SA Police also investigated whether the Crows broke state rules which ban gatherings of more than 10 people, but SAPOL Commissioner Grant Stevens later told media: “My advice is that they’re being dealt with in an educated way rather than a punitive way.”

Sixteen Crows players and assistant coach Hart are at a golf resort in the Barossa Valley to serve a 14-day quarantine period after returning to SA from interstate.

Two groups of eight players trained together on Thursday, but the Crows deny they deliberately set out to circumvent AFL protocols which forbid training in groups larger than two players.

CEO Andrew Fagan told SEN Radio the club “had 16 players return from interstate [and] we had approval from SA police to train down at that facility, which is a 20-acre facility, so it’s got some ability for the players to not just be in their rooms but to move around and do some running and training”.

“But the expectation that was clearly articulated was to be in pairs and was to maintain social distancing,” he maintained.

“This was their first session there and it appears as though the communication about how the first session was to be conducted wasn’t anywhere near as clear as it needed to be… I saw a copy of it last night – it refers to social distancing, it refers to training in pairs, and they did that for a number of elements of the session.

+ + + + +

Name every person identified by name in the passage about the Crows' quarantine training. The lines that come next are from a separate source.

### DATA PROVIDED
+ + + + +

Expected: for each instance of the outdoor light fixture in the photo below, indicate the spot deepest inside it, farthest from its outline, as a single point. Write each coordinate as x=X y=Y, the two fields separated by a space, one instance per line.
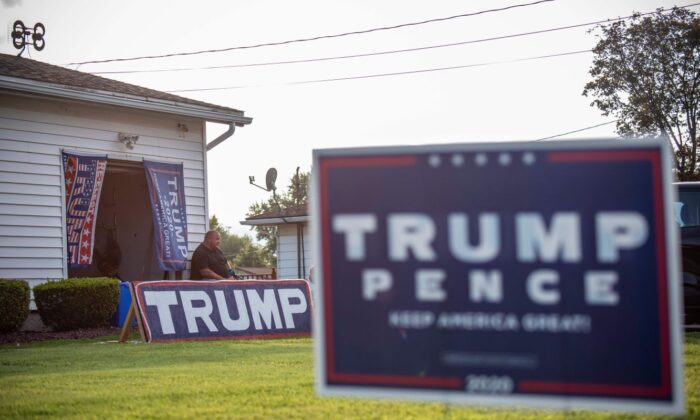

+ + + + +

### ANSWER SPACE
Grant Stevens, Hart, Andrew Fagan